• Passage:
-- -- --

Self-Funded plans arrange your medical plan for the employer group to take all the risk. The insurance carrier is simply administering the claim, and then they send the bill to the employer group to fund. The risk is still underwritten, and calculations are made for the health of the group, but the group isn’t billed “monthly premiums”. Groups can decide to hold this amount aside (to fund claims) or come up with their own calculation. Instead of monthly premium bill, each time a claim comes through to the carrier, money is taken out of a specific account funded by the employer. Reports are generated monthly that contain list of claims that were paid out, rather than a bill. Specific and Aggregate Stop Loss coverage will help cover catastrophic claims above a certain level, but generally it is higher than with Level Funded plans (ex: claims that exceed $100,000).

  • Because the money comes out real time from the employers account, any amounts over or under the estimate at the beginning of the year are 100% employers.

Regional Trends


United Benefit Advisors (UBA) has reported in their annual Health Plan Survey an increase in Self-Funded Plans. The west region had growth from 2018 to 2019 with 32% increase in the west for small employers and 30.7% for employers 100-499 employees. This is a larger increase than in previous years which shows us that even those that didn’t consider it before may want to explore these kinds of plans.

So why would someone want a Self-Funded Plan? Here are a few considerations:


  1. The most obvious is health of your group. If your employees are younger than average, or healthier than average, costs are lower than the “Community” rated groups that are Fully Insured.

  2. Some of the carriers built in fixed costs such as administration costs can be lower, around 5-8%

  3. There will be a reduction in ACA and premium taxes, as well as possible elimination of carrier profit margins

  4. As mentioned with the Level-Funded plans, there are certain parts of the Affordable Care Act that can be excluded from the plan. They are more flexible in plan design, so employers would have more control over cost.

-- -- --

• Data under study:
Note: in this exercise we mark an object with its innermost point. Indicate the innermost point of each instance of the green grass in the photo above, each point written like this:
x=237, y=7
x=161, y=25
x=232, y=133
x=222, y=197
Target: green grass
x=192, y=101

-- -- --

• Task: Write the next part of the passage on self-funded health plans, picking up after its last sentence. The listing has nothing to do with the passage on self-funded health plans.

• Reply to the exercise:
  5. Employers have an increase ability for employee engagement. You know what makes your employees happy!

What are some reasons against having a Self-Funded Plan?


  1. Costs are more un-predictable, so there is a chance the plan will cost you more. You may have good months and bad months for cost.

  2. There are more requirements placed on an employer under Affordable Care Act and ERISSA. Privacy and Documentation are more of a burden on HR.

  3. Self-Funded plans have lots of technical details that require knowledge and expertise. Make sure your agent has the correct experience.

  4. Funding the claims and building up your reserve can be expensive at first, and negatively impact your company’s assets.


Considerations for a Self-Funded Plan:


Wellness Plans can really have a positive impact on your plan. Rewarding healthy habits, preventive care, and smoking cessation will bring your costs down. Having a comprehensive Wellness plan is vital. Some carriers have wellness built into plans but get all the details, so you have the best one for your employees that result in high plan success.

Third Part Administrators (TPA) can help with some of the additional burdens of Self-Funding. From administration to reporting, there are many things you can get help with.

Consider some of the pharmacy programs available. Pharmacy costs continue to be one of the biggest problems with controlling costs. There are lots of different ways to keep control of Pharmacy costs.